Record set >>
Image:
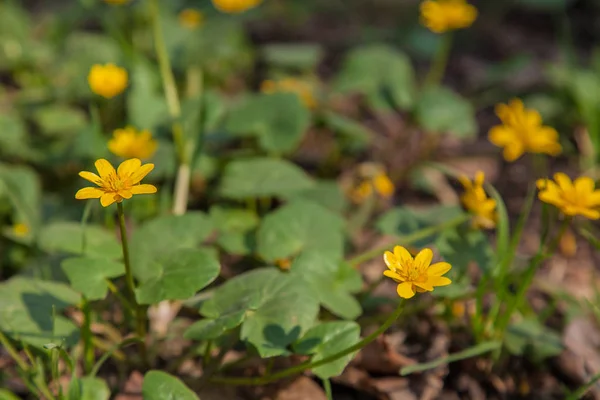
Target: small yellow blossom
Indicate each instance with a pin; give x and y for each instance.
(522, 131)
(415, 274)
(130, 143)
(475, 200)
(235, 6)
(20, 229)
(302, 89)
(116, 185)
(107, 80)
(440, 16)
(579, 197)
(190, 18)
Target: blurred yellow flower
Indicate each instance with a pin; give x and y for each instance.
(235, 6)
(190, 18)
(20, 229)
(415, 274)
(130, 143)
(475, 200)
(107, 80)
(522, 131)
(572, 198)
(440, 16)
(116, 185)
(302, 89)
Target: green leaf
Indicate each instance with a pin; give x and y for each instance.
(404, 221)
(299, 226)
(89, 275)
(381, 73)
(278, 308)
(159, 385)
(440, 110)
(60, 121)
(262, 177)
(182, 273)
(70, 237)
(332, 279)
(154, 240)
(326, 193)
(279, 121)
(88, 388)
(26, 311)
(214, 328)
(327, 339)
(235, 228)
(302, 56)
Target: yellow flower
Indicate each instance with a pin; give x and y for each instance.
(235, 6)
(190, 18)
(522, 131)
(20, 229)
(572, 198)
(130, 143)
(475, 200)
(415, 274)
(302, 89)
(116, 185)
(445, 15)
(107, 80)
(383, 185)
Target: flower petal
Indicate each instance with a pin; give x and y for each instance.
(104, 168)
(423, 259)
(107, 199)
(438, 269)
(143, 189)
(141, 173)
(439, 281)
(405, 290)
(128, 168)
(89, 193)
(90, 176)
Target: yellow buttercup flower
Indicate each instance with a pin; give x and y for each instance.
(572, 198)
(20, 229)
(302, 89)
(235, 6)
(522, 132)
(116, 185)
(130, 143)
(440, 16)
(190, 18)
(107, 80)
(415, 274)
(475, 200)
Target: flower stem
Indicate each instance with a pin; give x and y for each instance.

What you will do >>
Write out again, exactly, the lines from the one holding "Target: yellow flower" through the end of the listing, with both ends included.

Problem solution >>
Target: yellow flower
Indicate each instance with a pin; give x and y for each instance.
(235, 6)
(190, 18)
(522, 131)
(20, 229)
(572, 198)
(130, 143)
(475, 200)
(415, 274)
(302, 89)
(116, 185)
(445, 15)
(107, 80)
(383, 185)
Target: flower petal
Indicate each instance with a pin; give x and y for each instance.
(104, 168)
(423, 259)
(107, 199)
(438, 269)
(143, 189)
(141, 173)
(439, 281)
(405, 290)
(128, 168)
(89, 193)
(90, 176)
Target: yellow buttercup flower
Indicate each instance with a pin; give x and y for each instance.
(572, 198)
(20, 229)
(302, 89)
(235, 6)
(522, 132)
(116, 185)
(130, 143)
(440, 16)
(190, 18)
(107, 80)
(415, 274)
(475, 200)
Target: flower stem
Indicate each instance with a pin; give x and y for each instance.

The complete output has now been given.